# Exercise objective
Pull out every line of the items that contains the string "pasta", and copy each one in full.

───── Information provided

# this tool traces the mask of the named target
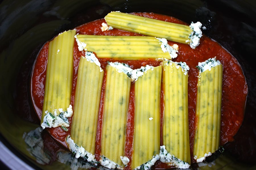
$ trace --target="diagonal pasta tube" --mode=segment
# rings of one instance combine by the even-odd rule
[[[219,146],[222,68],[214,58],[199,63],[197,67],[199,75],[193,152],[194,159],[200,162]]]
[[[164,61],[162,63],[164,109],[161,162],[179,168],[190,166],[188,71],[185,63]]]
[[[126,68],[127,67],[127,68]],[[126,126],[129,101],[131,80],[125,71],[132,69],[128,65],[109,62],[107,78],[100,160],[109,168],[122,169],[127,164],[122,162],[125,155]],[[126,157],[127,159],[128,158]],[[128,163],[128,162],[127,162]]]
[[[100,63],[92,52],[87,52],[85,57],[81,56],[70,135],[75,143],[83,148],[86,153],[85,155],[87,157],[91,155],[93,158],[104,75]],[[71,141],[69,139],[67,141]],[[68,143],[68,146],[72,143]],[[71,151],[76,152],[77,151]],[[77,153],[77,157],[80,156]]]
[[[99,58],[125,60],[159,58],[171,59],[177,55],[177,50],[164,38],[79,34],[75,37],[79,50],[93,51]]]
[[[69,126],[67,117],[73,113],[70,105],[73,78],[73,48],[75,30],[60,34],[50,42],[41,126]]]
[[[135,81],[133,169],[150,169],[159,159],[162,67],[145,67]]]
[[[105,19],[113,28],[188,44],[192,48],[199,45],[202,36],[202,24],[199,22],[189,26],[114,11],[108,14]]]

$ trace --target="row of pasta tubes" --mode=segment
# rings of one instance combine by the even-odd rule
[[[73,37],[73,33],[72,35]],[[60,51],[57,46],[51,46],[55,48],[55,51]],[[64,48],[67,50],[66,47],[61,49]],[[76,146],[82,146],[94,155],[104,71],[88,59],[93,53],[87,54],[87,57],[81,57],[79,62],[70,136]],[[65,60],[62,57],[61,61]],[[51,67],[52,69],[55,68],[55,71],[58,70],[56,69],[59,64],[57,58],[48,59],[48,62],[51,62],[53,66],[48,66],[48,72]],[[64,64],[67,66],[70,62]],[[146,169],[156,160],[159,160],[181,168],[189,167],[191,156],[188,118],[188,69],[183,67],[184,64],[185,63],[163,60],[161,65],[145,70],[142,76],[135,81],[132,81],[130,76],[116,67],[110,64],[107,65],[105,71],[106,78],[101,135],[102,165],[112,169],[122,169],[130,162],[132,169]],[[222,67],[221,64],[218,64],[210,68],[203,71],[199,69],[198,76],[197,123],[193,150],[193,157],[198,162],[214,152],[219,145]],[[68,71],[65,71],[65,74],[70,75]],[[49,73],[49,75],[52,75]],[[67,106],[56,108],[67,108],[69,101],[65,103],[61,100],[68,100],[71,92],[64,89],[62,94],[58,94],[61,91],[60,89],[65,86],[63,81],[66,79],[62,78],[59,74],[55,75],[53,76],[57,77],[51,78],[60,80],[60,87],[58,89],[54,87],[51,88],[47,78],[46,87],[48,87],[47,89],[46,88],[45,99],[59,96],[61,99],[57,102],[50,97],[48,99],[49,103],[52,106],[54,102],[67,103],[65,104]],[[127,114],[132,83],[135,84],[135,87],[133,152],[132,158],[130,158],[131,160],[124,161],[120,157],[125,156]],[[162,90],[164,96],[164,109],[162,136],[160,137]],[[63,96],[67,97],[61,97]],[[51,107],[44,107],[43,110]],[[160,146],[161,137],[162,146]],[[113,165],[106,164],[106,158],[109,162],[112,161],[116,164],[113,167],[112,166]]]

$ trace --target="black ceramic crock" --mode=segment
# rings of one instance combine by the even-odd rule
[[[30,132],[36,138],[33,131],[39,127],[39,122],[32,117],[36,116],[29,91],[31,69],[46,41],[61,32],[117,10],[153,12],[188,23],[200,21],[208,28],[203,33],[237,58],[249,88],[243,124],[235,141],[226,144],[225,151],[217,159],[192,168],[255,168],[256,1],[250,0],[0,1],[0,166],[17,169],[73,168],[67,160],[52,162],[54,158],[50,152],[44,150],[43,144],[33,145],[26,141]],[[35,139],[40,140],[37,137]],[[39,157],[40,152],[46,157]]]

──────────
───── Information provided

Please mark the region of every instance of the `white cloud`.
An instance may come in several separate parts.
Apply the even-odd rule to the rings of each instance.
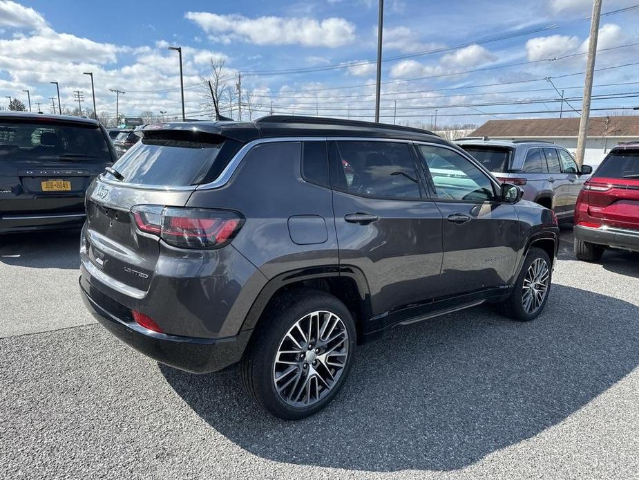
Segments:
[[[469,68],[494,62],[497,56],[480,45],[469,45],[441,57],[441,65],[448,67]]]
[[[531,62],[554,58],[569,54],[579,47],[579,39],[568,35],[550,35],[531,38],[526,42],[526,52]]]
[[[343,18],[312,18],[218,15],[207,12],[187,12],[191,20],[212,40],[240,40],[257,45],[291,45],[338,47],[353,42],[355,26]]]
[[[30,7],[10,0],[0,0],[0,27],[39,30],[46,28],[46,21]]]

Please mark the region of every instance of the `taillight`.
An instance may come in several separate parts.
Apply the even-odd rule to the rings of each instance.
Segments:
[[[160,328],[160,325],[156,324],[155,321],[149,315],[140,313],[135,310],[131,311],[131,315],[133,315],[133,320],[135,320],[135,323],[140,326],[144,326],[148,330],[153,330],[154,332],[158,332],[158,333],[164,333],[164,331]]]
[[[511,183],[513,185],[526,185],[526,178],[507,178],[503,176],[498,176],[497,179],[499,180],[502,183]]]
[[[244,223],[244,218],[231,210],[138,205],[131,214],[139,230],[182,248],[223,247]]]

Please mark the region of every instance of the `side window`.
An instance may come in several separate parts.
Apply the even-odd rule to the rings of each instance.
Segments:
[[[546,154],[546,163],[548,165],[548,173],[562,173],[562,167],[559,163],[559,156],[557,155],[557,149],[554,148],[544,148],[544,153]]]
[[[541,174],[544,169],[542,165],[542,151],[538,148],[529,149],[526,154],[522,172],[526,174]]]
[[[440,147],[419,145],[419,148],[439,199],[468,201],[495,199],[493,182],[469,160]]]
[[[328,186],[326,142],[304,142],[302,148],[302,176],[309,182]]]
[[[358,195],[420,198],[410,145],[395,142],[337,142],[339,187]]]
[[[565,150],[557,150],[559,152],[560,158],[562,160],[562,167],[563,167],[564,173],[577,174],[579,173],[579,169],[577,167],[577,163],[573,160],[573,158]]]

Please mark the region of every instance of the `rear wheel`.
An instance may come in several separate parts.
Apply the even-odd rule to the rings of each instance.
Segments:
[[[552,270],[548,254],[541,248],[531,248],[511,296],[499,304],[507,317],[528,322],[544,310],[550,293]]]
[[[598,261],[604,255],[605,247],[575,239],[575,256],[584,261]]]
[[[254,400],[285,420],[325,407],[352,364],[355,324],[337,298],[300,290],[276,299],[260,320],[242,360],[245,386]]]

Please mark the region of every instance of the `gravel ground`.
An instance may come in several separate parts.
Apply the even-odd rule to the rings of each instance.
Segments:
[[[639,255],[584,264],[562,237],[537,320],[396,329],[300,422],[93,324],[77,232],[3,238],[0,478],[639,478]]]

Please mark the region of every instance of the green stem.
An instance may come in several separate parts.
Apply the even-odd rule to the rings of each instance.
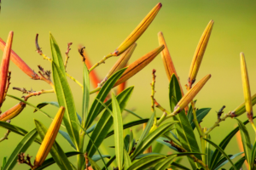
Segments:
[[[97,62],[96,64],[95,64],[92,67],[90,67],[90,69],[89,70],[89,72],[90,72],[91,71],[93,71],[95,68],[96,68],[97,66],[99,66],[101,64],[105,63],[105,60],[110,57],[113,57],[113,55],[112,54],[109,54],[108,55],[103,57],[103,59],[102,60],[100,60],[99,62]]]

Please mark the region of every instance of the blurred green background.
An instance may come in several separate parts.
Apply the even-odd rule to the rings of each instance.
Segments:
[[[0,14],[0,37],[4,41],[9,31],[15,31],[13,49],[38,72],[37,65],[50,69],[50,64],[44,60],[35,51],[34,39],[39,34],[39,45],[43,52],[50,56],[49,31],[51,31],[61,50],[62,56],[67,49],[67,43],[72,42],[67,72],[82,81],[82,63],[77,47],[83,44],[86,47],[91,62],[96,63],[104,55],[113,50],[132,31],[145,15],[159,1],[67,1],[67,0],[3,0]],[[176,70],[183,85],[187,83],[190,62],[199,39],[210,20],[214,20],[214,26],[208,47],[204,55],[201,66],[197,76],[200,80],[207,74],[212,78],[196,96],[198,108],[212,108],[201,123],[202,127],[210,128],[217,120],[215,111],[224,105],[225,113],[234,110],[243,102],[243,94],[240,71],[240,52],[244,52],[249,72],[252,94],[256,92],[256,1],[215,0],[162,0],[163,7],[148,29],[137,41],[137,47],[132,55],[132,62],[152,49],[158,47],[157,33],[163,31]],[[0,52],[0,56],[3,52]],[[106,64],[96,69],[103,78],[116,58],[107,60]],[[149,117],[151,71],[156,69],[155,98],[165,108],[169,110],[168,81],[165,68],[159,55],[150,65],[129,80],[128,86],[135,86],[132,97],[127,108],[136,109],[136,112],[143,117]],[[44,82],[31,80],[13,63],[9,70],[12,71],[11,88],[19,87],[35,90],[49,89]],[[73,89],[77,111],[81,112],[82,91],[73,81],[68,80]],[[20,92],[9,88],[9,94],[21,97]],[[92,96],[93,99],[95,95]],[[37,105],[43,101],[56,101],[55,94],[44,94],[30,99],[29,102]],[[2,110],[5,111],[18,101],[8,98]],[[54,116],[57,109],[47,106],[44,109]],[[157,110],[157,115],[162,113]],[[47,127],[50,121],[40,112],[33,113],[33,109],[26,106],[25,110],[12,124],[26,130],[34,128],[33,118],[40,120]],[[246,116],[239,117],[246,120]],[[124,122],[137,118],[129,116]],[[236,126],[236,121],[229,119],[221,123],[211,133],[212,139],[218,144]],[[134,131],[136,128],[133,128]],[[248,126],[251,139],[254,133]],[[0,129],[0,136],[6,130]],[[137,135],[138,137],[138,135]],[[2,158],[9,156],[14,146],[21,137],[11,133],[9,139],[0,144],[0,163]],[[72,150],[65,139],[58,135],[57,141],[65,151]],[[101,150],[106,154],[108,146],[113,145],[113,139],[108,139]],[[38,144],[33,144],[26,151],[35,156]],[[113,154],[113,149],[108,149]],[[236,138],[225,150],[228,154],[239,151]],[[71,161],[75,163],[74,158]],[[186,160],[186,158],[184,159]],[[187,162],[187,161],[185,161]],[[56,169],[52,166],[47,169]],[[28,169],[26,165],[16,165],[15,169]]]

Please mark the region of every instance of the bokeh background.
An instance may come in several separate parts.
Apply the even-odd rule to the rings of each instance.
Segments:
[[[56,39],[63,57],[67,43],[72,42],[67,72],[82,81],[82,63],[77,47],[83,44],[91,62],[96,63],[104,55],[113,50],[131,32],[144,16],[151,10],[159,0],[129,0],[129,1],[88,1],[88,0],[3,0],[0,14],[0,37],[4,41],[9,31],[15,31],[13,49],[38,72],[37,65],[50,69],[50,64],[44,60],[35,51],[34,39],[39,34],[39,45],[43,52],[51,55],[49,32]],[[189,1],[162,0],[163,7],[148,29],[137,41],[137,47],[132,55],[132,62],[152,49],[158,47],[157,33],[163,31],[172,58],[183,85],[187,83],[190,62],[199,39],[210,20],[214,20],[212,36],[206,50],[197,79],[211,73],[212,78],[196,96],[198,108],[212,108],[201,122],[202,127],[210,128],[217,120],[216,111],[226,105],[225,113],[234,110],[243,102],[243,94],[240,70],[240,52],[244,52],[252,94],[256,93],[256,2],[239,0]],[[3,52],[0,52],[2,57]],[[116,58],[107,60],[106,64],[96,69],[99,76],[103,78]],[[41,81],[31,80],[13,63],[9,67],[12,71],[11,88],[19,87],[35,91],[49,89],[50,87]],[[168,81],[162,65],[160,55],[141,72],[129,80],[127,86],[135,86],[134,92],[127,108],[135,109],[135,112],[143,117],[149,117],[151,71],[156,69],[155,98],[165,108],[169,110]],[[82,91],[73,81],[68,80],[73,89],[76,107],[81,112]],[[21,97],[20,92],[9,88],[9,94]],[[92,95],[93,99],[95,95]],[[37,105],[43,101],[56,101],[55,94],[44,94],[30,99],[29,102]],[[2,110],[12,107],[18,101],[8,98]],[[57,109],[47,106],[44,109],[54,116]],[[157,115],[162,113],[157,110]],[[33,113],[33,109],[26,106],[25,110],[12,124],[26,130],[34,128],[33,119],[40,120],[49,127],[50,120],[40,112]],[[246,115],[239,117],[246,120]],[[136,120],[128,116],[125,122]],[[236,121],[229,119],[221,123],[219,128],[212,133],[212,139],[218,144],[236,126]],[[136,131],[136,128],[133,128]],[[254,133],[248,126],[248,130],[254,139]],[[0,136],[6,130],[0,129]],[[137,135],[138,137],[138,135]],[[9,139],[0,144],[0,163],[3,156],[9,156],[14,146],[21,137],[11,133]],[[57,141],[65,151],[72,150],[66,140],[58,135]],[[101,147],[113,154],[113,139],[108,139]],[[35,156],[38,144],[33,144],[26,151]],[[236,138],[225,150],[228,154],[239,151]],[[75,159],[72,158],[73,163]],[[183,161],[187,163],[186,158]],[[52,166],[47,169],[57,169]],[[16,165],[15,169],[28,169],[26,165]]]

──────────

# Result of the exercise
$ trace --target="diagonal pasta tube" --mode=segment
$ trace --target="row of pasta tubes" --mode=segment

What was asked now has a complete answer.